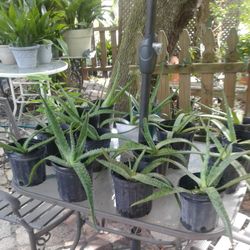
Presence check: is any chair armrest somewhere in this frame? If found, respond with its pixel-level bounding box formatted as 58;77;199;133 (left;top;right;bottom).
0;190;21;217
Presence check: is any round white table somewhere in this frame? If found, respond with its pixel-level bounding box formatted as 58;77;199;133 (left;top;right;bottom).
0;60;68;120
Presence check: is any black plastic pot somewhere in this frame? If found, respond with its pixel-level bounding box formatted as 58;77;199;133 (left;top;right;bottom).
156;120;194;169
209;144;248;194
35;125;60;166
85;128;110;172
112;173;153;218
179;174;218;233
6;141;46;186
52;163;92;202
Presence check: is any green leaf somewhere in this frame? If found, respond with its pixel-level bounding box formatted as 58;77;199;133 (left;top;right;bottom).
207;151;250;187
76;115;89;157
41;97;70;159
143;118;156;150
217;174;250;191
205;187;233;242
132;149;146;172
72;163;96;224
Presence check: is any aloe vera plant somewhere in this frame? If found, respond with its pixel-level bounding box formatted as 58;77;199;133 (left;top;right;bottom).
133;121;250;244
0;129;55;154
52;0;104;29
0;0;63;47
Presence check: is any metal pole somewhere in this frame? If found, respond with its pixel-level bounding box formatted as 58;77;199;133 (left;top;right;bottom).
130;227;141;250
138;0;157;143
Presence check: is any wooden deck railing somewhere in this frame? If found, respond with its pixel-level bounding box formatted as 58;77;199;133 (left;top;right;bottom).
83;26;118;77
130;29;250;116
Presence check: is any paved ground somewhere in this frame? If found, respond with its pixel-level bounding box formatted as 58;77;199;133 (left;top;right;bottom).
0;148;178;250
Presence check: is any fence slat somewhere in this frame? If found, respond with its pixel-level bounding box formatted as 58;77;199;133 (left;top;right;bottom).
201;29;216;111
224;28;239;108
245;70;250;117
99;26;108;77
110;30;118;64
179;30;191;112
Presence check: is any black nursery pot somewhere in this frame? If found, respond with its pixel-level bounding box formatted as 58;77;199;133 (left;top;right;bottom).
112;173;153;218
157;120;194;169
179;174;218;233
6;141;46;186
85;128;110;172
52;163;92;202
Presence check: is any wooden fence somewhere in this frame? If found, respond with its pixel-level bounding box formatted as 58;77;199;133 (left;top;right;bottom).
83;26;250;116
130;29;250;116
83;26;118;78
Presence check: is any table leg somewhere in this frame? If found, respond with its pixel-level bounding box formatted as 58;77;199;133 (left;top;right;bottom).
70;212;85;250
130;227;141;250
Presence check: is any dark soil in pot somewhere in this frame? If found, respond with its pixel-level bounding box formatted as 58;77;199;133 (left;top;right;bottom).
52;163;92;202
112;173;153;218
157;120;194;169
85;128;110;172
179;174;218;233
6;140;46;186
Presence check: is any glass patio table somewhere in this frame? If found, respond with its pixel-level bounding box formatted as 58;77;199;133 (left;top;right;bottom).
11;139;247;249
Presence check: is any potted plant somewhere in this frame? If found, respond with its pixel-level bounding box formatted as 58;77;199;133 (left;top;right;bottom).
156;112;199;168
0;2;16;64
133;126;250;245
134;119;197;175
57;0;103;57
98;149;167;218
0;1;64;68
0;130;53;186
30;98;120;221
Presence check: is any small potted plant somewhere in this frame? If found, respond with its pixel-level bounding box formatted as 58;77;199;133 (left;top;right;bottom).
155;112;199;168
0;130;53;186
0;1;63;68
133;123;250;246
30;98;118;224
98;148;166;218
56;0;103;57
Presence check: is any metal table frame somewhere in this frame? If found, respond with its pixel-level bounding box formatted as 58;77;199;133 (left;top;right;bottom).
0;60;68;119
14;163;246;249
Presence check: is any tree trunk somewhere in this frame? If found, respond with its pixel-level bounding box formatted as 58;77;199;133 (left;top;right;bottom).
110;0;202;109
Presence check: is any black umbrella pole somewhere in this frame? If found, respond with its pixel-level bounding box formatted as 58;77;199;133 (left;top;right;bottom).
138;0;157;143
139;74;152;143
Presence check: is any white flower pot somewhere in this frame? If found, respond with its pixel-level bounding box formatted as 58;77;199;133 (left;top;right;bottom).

============================================================

SHORT TASK: Pull every line of the listing above, unchanged and in order, and leave the pictures out of your answer.

CORRECT OUTPUT:
Presence check: is any chair armrest somewhere in this frame? If found, respond with its pixel-level bounding box formatted as 58;77;199;133 (left;top;right;bottom).
0;190;21;217
Presence check: is any round white table somewhere in this frame? If found, respond with its pixel-level bounding box formatted as 58;77;199;133 (left;top;right;bottom).
0;60;68;120
Presence check: is any black plastic pot somewhere in this frame? If found, respond with its pixel-level bounding box formatted as 58;77;199;133 (left;top;right;bottom).
156;120;194;169
209;144;248;194
35;125;60;166
85;128;110;172
112;173;153;218
179;174;218;233
6;141;46;186
52;163;92;202
Presence check: is any green leaf somewhere in this frame? If found, respond with its pixel-level bounding box formatted as 58;77;199;133 (left;top;right;bottom).
207;151;250;187
76;115;89;157
41;97;70;159
143;118;156;150
217;174;250;191
205;187;233;242
132;149;146;172
72;163;96;224
Presence check: is any aloe vera plant somewhere in this frame? If found, respond with its pixel-level bounding box formatted as 58;77;199;133 (left;top;right;bottom).
133;121;250;244
0;129;55;154
52;0;104;29
0;0;63;47
Presence check: is any metal pole somewhere in this frame? If found, respond with its pixel-level bounding box formatted as 58;77;199;133 (left;top;right;bottom).
130;227;141;250
138;0;157;143
Presence check: is any wooden deck railing somewhere in this frame? If found, respond with its pixel-level bounding box formatted as 58;77;199;133 (left;top;right;bottom).
83;26;118;77
130;29;250;116
Presence check: is any paved ground somewhere in this frame? If found, respond with its pixel-level bounding box formatted as 58;77;199;133 (left;top;right;bottom).
0;148;178;250
Presence check: is any fence slat somewhere in this frame? If found, respond with its pixel-level bounding box formatted as 58;77;199;133 (left;top;right;bottom).
201;29;216;111
224;28;239;108
245;70;250;117
99;26;108;77
110;30;118;64
179;30;191;112
Presence check: is any black nursery pot somewhere in this frame? If found, respond with its pixel-level bounding box formatted as 58;77;199;133 (left;top;right;bottom).
112;173;153;218
157;120;194;169
179;174;218;233
6;141;46;186
85;128;110;172
52;163;92;202
Presence check: is any wooden fence somewhere in this frame? If found, respond with its pixel-level bounding box formatted as 58;77;199;133 (left;top;right;bottom).
83;26;250;116
130;29;250;116
83;26;118;78
Presence check: is any table leg somewhere in this frame? If found, respond with its pixel-level bounding box formatted as 58;77;199;133 (left;top;right;bottom).
70;212;85;250
130;227;141;250
Presence check: is any dark soil in pot somewhere in this frame? If found, respond with its pixel-level bounding box formatted as 58;77;199;133 (left;top;right;bottom).
52;163;92;202
112;173;153;218
157;120;194;169
85;128;110;172
179;174;218;233
6;140;46;186
Presence check: is any glass patio table somewhere in this frame? If found, respond with its pixel-level bounding box formatted as 58;77;199;133 (left;top;right;bottom).
11;139;247;249
Presence check: is any potted plant somewhere in this frame? If found, respond with its pixel-level bounding box formatted as 58;77;199;133 (left;top;right;bottom).
156;112;199;168
0;2;16;64
133;126;250;245
134;119;197;175
57;0;103;57
98;149;167;218
0;1;64;68
0;130;53;186
30;98;120;221
Presence check: is any small potted plant somewhere in this frame? If found, respond with its pixel-level bounding box formatted as 58;77;199;133 (left;top;right;bottom).
155;112;199;168
0;130;53;186
0;1;63;68
133;123;250;246
30;98;118;224
98;148;166;218
56;0;103;57
Presence check: is any metal table frame somewhere in this frame? If found, respond with its pixel-level bounding box formatted as 58;77;199;133 (left;top;right;bottom).
0;60;68;119
14;163;246;249
Presence check: is any tree trunk somewhere in this frame? If found, respond with its pixel-level bounding box formatted as 58;77;199;133 (left;top;right;bottom).
110;0;202;109
Presence check: is any black umbrella pole somewhere in this frame? If found, respond with its pixel-level bounding box formatted as 58;77;199;133 (left;top;right;bottom).
138;0;157;143
139;74;152;143
Presence check: is any white flower pot somewhere in this frame? If found, respond with its pixel-level bounding box formatted as 58;77;199;133 (left;top;right;bottom).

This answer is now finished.